# ASSIGNMENT
Copy the description of the Platina edition from "PLATINA, Bartolomeo Sacchi" to "verso of fly.", replacing "sheep" with "calf".

# TEXT BLOCK
[Start of section]

PLATINA, Bartolomeo Sacchi da.
A HOLY KNIGHT’S COPY
In vitas pontificum ad Sixtum IV[Treviso or Venice], Giovanni Rosso, 10 February 1485
Fol., 135 unnumbered leaves, missing final blank. Roman letter. Intermittent and mainly marginal foxing, light oil splashes to blank margins of a few ll., ink stain at blank gutter of last two gatherings and spot affecting one word on three ll. of text, blank recto of first fol. soiled. A very good, well-margined copy in c.1700 polished sheep, covers single blind ruled, gilt ornamental motif to outer edges, spine with raised bands, gilt fleurons and foliage decoration in compartments, gilt title label, marbled pastedowns, a.e.r. C16 ms. ex libris “Claudius de Britonis Miles Sanctissimi Sepolchri 1552” and “Nunc vero ex lib. Joannis Morelly doctor” to recto of first, C19 ms. notes in French concerning the ex libris to verso of fly.
A good copy of this incunable edition of Platina’s classic and influential ‘Lives of the popes’ (first 1479), beautifully printed by the Italian Giovanni Rosso, active in Treviso and Venice during the second half of the 15th century.

[End of section]

# MATERIAL PROVIDED

[Start of section]

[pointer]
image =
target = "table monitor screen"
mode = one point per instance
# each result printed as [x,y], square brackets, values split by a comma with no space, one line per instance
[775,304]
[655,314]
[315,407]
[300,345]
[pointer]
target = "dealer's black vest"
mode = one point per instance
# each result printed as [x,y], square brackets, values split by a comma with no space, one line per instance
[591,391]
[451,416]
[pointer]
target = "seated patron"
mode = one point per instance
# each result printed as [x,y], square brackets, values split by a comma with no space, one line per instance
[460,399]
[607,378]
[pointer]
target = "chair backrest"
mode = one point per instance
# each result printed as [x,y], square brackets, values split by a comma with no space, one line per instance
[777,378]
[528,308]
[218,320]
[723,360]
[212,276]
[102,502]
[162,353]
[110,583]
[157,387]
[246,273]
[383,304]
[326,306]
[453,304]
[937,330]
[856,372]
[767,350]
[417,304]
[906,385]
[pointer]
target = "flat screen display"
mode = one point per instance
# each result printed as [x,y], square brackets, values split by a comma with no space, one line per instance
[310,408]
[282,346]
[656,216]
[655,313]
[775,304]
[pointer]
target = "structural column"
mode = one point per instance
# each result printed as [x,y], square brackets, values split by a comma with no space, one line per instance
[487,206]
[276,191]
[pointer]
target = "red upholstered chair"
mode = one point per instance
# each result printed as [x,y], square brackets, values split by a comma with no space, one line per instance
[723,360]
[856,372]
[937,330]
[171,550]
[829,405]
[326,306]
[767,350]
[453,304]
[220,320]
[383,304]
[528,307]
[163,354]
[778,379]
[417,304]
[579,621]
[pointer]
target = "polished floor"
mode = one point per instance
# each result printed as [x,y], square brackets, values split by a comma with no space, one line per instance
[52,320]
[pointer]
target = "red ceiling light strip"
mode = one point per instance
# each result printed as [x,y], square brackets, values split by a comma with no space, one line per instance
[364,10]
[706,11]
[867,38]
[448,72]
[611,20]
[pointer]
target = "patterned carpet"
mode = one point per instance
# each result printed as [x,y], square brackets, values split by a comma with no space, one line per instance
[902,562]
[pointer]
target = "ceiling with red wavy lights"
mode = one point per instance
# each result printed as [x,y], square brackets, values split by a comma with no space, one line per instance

[End of section]

# REPLY TO THE TASK
PLATINA, Bartolomeo Sacchi da.
A HOLY KNIGHT’S COPY
In vitas pontificum ad Sixtum IV[Treviso or Venice], Giovanni Rosso, 10 February 1485
Fol., 135 unnumbered leaves, missing final blank. Roman letter. Intermittent and mainly marginal foxing, light oil splashes to blank margins of a few ll., ink stain at blank gutter of last two gatherings and spot affecting one word on three ll. of text, blank recto of first fol. soiled. A very good, well-margined copy in c.1700 polished calf, covers single blind ruled, gilt ornamental motif to outer edges, spine with raised bands, gilt fleurons and foliage decoration in compartments, gilt title label, marbled pastedowns, a.e.r. C16 ms. ex libris “Claudius de Britonis Miles Sanctissimi Sepolchri 1552” and “Nunc vero ex lib. Joannis Morelly doctor” to recto of first, C19 ms. notes in French concerning the ex libris to verso of fly.